Passage to read ->
▬▬▬

Education Summit 2020 Mission Steady,
Future Ready

Master Classes

Keeping Students on Track During the Pandemic


When the country shut down in March, the College Board faced a difficult decision. Would they cancel the 2020 Advanced Placement (AP) Exams or deliver a reliable, secure, digital assessment that would give students the opportunity to earn full credit. AP students guided the decision with a clear and compelling voice, overwhelmingly saying they wanted the chance to test. This set in motion the charge to create an online version of the exams, broadcast AP classes to teachers and students via YouTube, and ensure that students had access to devices and the internet. Dana Kopelman, who leads AP instruction for the College Board,  discusses the lessons learned from this major undertaking and how College Board has built on the online resources developed in the spring to open a new world for AP teachers and students as they tackle the varied models of learning in a changing environment.

Dana Kopelman 
Executive Director, AP Instruction, College Board

Dana Kopelman has worked with the College Board’s AP curriculum, instruction and assessment team in a variety of capacities. Dana started as an instructional designer, working on professional development support for teachers of history and the social sciences, then as course lead for AP economics.  Most recently, Dana became the executive director of AP instruction, overseeing a variety of products the content team created for teachers of all AP courses released with the launch of AP Classroom.  She currently is focusing her efforts on the design and development of free, online AP instructional videos across the suite of AP courses.

▬▬▬

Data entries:
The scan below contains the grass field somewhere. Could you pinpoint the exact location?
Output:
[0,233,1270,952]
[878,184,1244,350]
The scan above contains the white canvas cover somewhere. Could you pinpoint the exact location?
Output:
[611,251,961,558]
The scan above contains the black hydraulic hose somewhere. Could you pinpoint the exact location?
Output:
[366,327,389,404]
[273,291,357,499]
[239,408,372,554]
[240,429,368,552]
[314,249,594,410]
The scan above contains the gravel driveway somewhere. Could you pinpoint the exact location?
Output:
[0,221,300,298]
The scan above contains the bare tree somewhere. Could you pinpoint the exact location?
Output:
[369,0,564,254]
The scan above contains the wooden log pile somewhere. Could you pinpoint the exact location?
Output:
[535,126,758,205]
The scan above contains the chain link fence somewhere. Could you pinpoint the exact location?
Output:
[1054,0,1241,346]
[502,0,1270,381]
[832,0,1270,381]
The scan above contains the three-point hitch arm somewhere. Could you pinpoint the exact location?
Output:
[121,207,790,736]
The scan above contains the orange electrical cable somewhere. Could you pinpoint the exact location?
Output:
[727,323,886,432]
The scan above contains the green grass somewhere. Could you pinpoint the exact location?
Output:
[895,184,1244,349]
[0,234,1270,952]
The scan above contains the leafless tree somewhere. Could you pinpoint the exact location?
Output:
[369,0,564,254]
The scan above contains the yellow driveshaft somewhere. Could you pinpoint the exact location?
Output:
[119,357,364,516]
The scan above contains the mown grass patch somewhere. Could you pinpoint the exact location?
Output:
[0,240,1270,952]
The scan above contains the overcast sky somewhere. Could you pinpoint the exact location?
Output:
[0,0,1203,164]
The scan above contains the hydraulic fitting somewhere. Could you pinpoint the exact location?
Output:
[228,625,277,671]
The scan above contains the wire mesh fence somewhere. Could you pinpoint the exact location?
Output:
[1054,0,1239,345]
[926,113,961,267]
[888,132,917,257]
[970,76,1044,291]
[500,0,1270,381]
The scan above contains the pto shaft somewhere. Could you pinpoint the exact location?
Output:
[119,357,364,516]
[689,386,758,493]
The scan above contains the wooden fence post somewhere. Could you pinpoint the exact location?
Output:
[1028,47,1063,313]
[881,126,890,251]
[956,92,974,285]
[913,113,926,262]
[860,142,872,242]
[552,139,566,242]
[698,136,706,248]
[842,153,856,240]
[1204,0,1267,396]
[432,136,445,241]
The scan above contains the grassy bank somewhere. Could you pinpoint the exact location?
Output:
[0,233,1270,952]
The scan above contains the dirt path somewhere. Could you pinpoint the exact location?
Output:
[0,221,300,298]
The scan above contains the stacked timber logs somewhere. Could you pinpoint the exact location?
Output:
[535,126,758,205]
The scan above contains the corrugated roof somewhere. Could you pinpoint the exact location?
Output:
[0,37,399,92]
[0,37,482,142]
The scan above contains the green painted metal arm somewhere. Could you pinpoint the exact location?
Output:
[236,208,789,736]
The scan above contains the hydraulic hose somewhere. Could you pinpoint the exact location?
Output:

▬▬▬

From the summit page on keeping students on track during the pandemic, output verbatim the passage from "When the country" to "a changing environment.".

Reply ->
When the country shut down in March, the College Board faced a difficult decision. Would they cancel the 2020 Advanced Placement (AP) Exams or deliver a reliable, secure, digital assessment that would give students the opportunity to earn full credit. AP students guided the decision with a clear and compelling voice, overwhelmingly saying they wanted the chance to test. This set in motion the charge to create an online version of the exams, broadcast AP classes to teachers and students via YouTube, and ensure that students had access to devices and the internet. Dana Kopelman, who leads AP instruction for the College Board,  discusses the lessons learned from this major undertaking and how College Board has built on the online resources developed in the spring to open a new world for AP teachers and students as they tackle the varied models of learning in a changing environment.